Copy each of the following entries word for word, with no changes.
┌──
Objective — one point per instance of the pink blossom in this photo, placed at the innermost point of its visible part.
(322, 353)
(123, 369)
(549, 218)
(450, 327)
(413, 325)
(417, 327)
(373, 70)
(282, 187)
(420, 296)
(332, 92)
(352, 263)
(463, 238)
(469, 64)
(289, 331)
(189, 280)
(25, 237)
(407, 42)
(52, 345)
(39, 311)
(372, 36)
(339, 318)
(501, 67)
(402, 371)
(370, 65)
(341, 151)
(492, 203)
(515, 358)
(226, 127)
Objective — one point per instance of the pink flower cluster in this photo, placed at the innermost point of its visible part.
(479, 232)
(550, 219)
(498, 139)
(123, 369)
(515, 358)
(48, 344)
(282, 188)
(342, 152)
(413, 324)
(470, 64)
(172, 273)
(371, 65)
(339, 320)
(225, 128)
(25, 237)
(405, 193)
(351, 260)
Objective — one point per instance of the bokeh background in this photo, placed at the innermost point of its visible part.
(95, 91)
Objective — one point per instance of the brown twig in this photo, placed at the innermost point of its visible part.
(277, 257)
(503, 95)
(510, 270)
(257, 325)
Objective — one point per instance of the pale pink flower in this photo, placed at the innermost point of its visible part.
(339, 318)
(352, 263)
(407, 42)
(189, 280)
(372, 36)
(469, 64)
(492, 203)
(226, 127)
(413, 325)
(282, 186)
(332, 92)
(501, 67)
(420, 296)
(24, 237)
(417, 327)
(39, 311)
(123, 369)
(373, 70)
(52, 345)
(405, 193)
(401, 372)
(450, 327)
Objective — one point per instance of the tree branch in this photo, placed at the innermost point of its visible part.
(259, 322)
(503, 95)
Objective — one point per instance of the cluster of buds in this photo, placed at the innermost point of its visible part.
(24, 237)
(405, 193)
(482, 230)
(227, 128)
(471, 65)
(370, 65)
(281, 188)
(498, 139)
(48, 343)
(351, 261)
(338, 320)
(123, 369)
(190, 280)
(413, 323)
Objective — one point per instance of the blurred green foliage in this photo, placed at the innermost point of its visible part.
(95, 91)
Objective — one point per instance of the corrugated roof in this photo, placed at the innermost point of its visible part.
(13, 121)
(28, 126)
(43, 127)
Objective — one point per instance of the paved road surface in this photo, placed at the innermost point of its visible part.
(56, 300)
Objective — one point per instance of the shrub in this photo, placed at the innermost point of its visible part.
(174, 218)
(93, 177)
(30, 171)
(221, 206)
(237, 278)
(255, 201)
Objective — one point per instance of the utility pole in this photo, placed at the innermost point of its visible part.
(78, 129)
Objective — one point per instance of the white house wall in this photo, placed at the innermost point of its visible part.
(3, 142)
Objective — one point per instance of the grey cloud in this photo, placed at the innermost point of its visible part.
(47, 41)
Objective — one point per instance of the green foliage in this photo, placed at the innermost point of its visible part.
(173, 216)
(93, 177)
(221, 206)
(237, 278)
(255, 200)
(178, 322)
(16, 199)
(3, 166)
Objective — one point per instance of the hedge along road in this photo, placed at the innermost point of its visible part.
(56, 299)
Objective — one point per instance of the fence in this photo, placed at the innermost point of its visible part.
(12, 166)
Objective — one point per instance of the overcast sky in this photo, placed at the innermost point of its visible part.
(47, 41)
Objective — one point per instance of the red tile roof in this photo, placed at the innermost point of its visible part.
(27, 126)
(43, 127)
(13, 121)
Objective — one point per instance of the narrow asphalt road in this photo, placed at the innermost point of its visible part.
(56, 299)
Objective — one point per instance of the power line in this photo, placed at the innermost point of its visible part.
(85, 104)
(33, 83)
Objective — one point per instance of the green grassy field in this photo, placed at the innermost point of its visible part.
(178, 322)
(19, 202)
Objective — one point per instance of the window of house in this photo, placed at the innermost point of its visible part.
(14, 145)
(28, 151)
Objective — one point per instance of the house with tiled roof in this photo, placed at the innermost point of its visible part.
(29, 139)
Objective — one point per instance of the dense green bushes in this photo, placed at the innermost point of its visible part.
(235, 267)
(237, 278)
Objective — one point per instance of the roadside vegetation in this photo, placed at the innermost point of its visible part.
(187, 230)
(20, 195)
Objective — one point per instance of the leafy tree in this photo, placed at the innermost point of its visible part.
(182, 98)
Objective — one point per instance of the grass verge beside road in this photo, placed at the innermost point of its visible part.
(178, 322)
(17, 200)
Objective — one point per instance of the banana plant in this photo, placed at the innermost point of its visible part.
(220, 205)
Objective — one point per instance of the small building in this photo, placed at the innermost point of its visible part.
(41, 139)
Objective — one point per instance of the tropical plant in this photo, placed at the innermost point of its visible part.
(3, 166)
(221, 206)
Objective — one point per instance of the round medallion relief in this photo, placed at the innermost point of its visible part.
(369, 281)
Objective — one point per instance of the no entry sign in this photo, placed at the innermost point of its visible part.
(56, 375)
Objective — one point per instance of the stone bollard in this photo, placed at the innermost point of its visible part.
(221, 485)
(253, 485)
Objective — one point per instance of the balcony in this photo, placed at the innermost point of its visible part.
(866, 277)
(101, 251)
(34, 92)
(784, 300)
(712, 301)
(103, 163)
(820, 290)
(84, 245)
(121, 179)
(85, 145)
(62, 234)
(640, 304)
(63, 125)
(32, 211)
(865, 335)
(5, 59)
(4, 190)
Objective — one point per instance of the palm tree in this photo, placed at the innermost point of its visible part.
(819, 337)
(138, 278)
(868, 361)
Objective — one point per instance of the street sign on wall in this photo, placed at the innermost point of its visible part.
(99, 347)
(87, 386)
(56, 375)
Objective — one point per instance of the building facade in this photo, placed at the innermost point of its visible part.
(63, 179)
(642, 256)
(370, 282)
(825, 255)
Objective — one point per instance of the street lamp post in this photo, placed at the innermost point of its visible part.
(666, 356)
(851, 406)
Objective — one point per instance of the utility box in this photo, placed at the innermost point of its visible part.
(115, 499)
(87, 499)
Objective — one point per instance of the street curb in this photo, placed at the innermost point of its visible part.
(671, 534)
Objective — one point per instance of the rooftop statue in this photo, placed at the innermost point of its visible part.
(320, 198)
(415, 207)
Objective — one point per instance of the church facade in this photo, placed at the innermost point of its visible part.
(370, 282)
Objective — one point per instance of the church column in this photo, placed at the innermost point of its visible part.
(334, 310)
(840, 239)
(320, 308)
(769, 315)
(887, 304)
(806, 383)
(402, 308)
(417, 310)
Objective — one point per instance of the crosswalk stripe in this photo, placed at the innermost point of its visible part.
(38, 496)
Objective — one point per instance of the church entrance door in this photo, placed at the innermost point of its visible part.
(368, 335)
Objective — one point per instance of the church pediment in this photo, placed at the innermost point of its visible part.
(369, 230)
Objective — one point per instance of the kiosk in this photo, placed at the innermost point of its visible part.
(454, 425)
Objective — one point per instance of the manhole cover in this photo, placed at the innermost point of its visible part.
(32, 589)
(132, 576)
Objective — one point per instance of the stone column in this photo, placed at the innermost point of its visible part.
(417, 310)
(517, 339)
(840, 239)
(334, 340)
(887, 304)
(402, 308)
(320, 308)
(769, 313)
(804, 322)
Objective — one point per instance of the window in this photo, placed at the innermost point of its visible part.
└──
Solution to the problem —
Objective — one point per instance of the pink blossom in this photo, placed at the innermost point of its visible part.
(322, 353)
(123, 369)
(549, 218)
(450, 327)
(413, 325)
(417, 327)
(373, 70)
(282, 187)
(420, 296)
(332, 92)
(352, 263)
(463, 238)
(469, 64)
(289, 331)
(189, 280)
(25, 237)
(407, 42)
(52, 345)
(39, 311)
(372, 36)
(339, 318)
(501, 67)
(402, 371)
(370, 65)
(341, 151)
(492, 203)
(515, 358)
(226, 127)
Objective — one point per instance of the pink flower cluster in this photo, placed at the innermost point of its visible part.
(479, 232)
(550, 219)
(498, 139)
(123, 369)
(515, 358)
(48, 344)
(282, 188)
(342, 152)
(413, 324)
(470, 64)
(172, 273)
(371, 65)
(339, 320)
(225, 128)
(25, 237)
(405, 193)
(351, 260)
Objective — one point per instance of the bokeh background in this photo, placed at the innermost point of its visible part.
(95, 91)
Objective — one point per instance of the brown twig in this photo, placed at the innermost point of its visible part.
(277, 257)
(503, 95)
(510, 270)
(257, 325)
Objective — one point per instance of the pale pink flower in this photo, placed at the innermost point of its visible part.
(339, 318)
(352, 263)
(407, 42)
(189, 280)
(372, 36)
(469, 64)
(492, 203)
(226, 127)
(413, 325)
(282, 186)
(332, 92)
(501, 67)
(420, 296)
(24, 237)
(417, 327)
(39, 311)
(123, 369)
(373, 70)
(52, 345)
(405, 193)
(401, 372)
(450, 327)
Objective — one point per instance of the tree branch in this photo, placed at the innermost point of its visible part.
(259, 322)
(503, 95)
Objective — one point per instance of the cluster of buds in this photo, placed at the innermost point of its visible part.
(24, 237)
(405, 193)
(482, 230)
(227, 128)
(471, 65)
(370, 65)
(281, 188)
(498, 139)
(48, 343)
(351, 261)
(338, 320)
(123, 369)
(190, 280)
(413, 323)
Objective — one point per instance of the blurred green foliage in this photo, placed at the innermost point of its visible part.
(95, 91)
Objective — one point per instance of the corrugated roof in this photo, placed at the innermost point of its visible part.
(13, 121)
(28, 126)
(43, 127)
Objective — one point per instance of the paved road surface in this photo, placed at the innermost point of its visible part.
(56, 300)
Objective — one point per instance of the shrub in this photo, placed at the innermost point of its visible part.
(174, 218)
(93, 177)
(30, 171)
(221, 206)
(237, 278)
(255, 201)
Objective — one point per instance of the utility pole in this photo, placed at the innermost point of its visible part.
(78, 129)
Objective — one point per instance of the white house wall in this photo, placed at the innermost point of its visible part.
(3, 142)
Objective — one point per instance of the grey cloud in this photo, placed at the innermost point of its visible part.
(47, 41)
Objective — one point per instance of the green foliage in this photo, placed at the innermost point of its visible part.
(173, 216)
(93, 177)
(221, 206)
(237, 278)
(255, 200)
(178, 322)
(16, 199)
(3, 166)
Objective — one point per instance of the hedge along road in this photo, placed at the innermost point of its visible part.
(56, 299)
Objective — one point per instance of the fence in this photo, placed at the innermost point of its visible part.
(12, 166)
Objective — one point per instance of the overcast sky in this photo, placed at the innermost point of its visible part.
(47, 41)
Objective — one point per instance of the red tile roof in this photo, placed at the innermost point of its visible part.
(27, 126)
(43, 127)
(13, 121)
Objective — one point per instance of the narrow asphalt road in this photo, placed at the innermost point of its visible part.
(56, 299)
Objective — one point per instance of the power line in this photo, placed at the innermost point of its visible part.
(85, 104)
(33, 83)
Objective — one point per instance of the green grassy field in this photo, placed at the innermost point of its visible part.
(178, 322)
(19, 202)
Objective — one point per instance of the window of house in this photo, placed at the innermost point of its visible part.
(14, 145)
(28, 151)
Objective — one point per instance of the house with tiled roof in this photo, placed at the innermost point of its visible part.
(29, 139)
Objective — one point per instance of the dense green bushes in this photo, placed at the innermost point of its visible part.
(235, 267)
(237, 278)
Objective — one point per instance of the roadside vegetation in this photo, placed at the innermost point of its visible part.
(187, 230)
(20, 195)
Objective — one point per instance of the leafy tree in this photo, placed at the innermost point of its visible part.
(182, 98)
Objective — one point per instance of the grass verge beside road in this photo, placed at the innermost point of its visible part.
(178, 322)
(17, 200)
Objective — one point per instance of the banana plant in this photo, placed at the innermost point of its visible part.
(220, 205)
Objective — one point per instance of the small building in this photo, placed at the innermost point of its visible part.
(41, 139)
Objective — one point per instance of the tropical plant in this photo, placed at the innermost point of its visible part.
(3, 166)
(221, 206)
Objective — one point per instance of the round medallion relief in this photo, placed at the innermost point of its visible part.
(369, 281)
Objective — one point per instance of the no entry sign in this photo, placed at the innermost point of its visible part.
(56, 375)
Objective — one point per instance of the stone bollard in this photo, placed at the innermost point of its visible part.
(221, 485)
(253, 485)
Objective — one point per instance of the balcony in this photo, placed at the innermost point of its visible part.
(866, 277)
(101, 251)
(34, 92)
(784, 300)
(712, 301)
(103, 163)
(820, 290)
(84, 245)
(121, 179)
(85, 145)
(62, 234)
(640, 304)
(63, 125)
(32, 211)
(865, 335)
(5, 59)
(4, 190)
Objective — one point per instance of the palm tree in this photo, placed at the innermost point of its visible part.
(819, 337)
(138, 278)
(868, 361)
Objective — one point per instance of the street sign on wall in this photo, placed at the innermost point of its visible part.
(99, 347)
(87, 386)
(56, 375)
Objective — one point per instance of the building facade in this photo, placed at the innermost point of its visible part.
(63, 179)
(642, 256)
(370, 282)
(825, 255)
Objective — one point per instance of the street lamp post in this photo, placed at the innermost point of its visible part.
(666, 356)
(851, 406)
Objective — one point per instance of the utility box in this photo, placed at the innermost point of its visible part.
(115, 499)
(87, 499)
Objective — one point per instance of the street curb in this photo, placed at the innermost point of its visible part.
(671, 534)
Objective — one point per instance of the rooftop statue in this photo, placed at the innermost point of its visible part.
(320, 198)
(415, 207)
Objective — one point per instance of the church facade in this photo, placed at the innermost point of its visible part.
(370, 282)
Objective — one point per instance of the church column in this photo, placed at the innermost point of its visible part.
(334, 310)
(840, 239)
(320, 308)
(769, 315)
(887, 304)
(806, 383)
(402, 308)
(417, 310)
Objective — one point per instance of the crosswalk stripe in this photo, placed at the innermost point of its visible part.
(38, 496)
Objective — one point per instance of the church entrance door in this photo, placed at the innermost point of its visible part.
(368, 335)
Objective — one point per instance of the church pediment in this photo, placed at the innermost point of its visible part.
(369, 230)
Objective — one point per instance of the kiosk in this photo, placed at the innermost point of its visible part.
(454, 425)
Objective — one point per instance of the manhole cover in this photo, placed at the innermost point of its visible part.
(32, 589)
(132, 576)
Objective — one point per instance of the stone column in this photo, placed at the innermost point of its visible part.
(417, 310)
(517, 339)
(840, 239)
(334, 340)
(887, 304)
(402, 308)
(320, 308)
(769, 313)
(804, 322)
Objective — one point per instance of the window in this photo, placed at the innermost point of its visible part.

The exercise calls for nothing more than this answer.